REPORTAGE – Une quarantaine de retraités se sont rassemblés, jeudi 15 juin dans l’après-midi, rue Félix-Poulat à Grenoble, pour protester contre la précarité des plus anciens. Portés par les représentants de l’intersyndicale, ils réclament une revalorisation immédiate de leur pension face à la baisse de leur pouvoir d’achat.
Vêtu d’une chemise à carreaux surmontée d’un béret gris, Robert Moulin, principal de collège à la retraite, affronte sereinement la chaleur étouffante de cette après-midi de juin. Il est venu manifester comme une quarantaine d’autres retraités dans l’hypercentre de Grenoble, aux côtés de tous les représentants de l’intersyndicale.
« Les retraités sont très actifs », lance-t-il d’un air malicieux. « La lutte des classes, c’est une réalité sociale, pas une invention des travailleurs », poursuit l’ancien directeur qui n’entend pas laisser s’éroder sa pension sans réagir. Face à l’inflation galopante et à une perte de pouvoir d’achat de 7,6 % en 5 ans, les retraités figurent en effet parmi les premiers touchés par la précarité.

À FAIRE:
**a)** Relevez tous les nombres écrits en chiffres dans le reportage, chacun avec les mots qui l'accompagnent.
**b)** Recopiez le passage du reportage qui commence par « REPORTAGE – Une » et se termine par « leur pouvoir d’achat. ».

ENTRÉES DU CORPUS:

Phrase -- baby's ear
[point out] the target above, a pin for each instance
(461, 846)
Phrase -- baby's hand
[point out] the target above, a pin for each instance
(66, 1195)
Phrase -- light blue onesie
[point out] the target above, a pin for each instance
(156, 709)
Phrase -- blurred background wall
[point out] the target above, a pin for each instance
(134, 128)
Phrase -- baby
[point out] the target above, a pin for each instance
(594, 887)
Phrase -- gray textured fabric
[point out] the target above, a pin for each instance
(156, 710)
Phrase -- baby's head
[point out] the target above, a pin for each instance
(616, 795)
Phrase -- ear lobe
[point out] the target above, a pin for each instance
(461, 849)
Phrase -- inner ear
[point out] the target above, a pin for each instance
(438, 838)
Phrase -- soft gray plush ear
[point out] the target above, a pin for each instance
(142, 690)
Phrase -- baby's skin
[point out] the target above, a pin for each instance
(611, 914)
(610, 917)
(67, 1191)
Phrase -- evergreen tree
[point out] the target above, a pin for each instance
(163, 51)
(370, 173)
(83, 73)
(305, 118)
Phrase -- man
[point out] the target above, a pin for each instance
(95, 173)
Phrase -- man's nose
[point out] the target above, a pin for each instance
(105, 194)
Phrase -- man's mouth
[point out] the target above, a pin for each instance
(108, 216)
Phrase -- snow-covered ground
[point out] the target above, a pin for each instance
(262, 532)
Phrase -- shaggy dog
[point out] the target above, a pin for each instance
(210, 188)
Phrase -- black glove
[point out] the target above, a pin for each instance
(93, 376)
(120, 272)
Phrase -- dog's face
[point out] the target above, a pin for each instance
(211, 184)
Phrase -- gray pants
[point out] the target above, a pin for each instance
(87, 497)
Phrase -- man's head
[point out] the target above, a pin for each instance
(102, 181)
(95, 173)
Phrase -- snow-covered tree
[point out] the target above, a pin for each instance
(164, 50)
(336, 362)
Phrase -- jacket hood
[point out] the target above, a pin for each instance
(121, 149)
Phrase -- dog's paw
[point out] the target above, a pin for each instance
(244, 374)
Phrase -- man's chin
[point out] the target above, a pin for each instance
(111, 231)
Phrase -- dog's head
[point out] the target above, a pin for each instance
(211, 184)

RÉPONSES:
**a)**
- 15 (« jeudi 15 juin »)
- 7,6 (« 7,6 % »)
- 5 (« en 5 ans »)

**b)**
REPORTAGE – Une quarantaine de retraités se sont rassemblés, jeudi 15 juin dans l’après-midi, rue Félix-Poulat à Grenoble, pour protester contre la précarité des plus anciens. Portés par les représentants de l’intersyndicale, ils réclament une revalorisation immédiate de leur pension face à la baisse de leur pouvoir d’achat.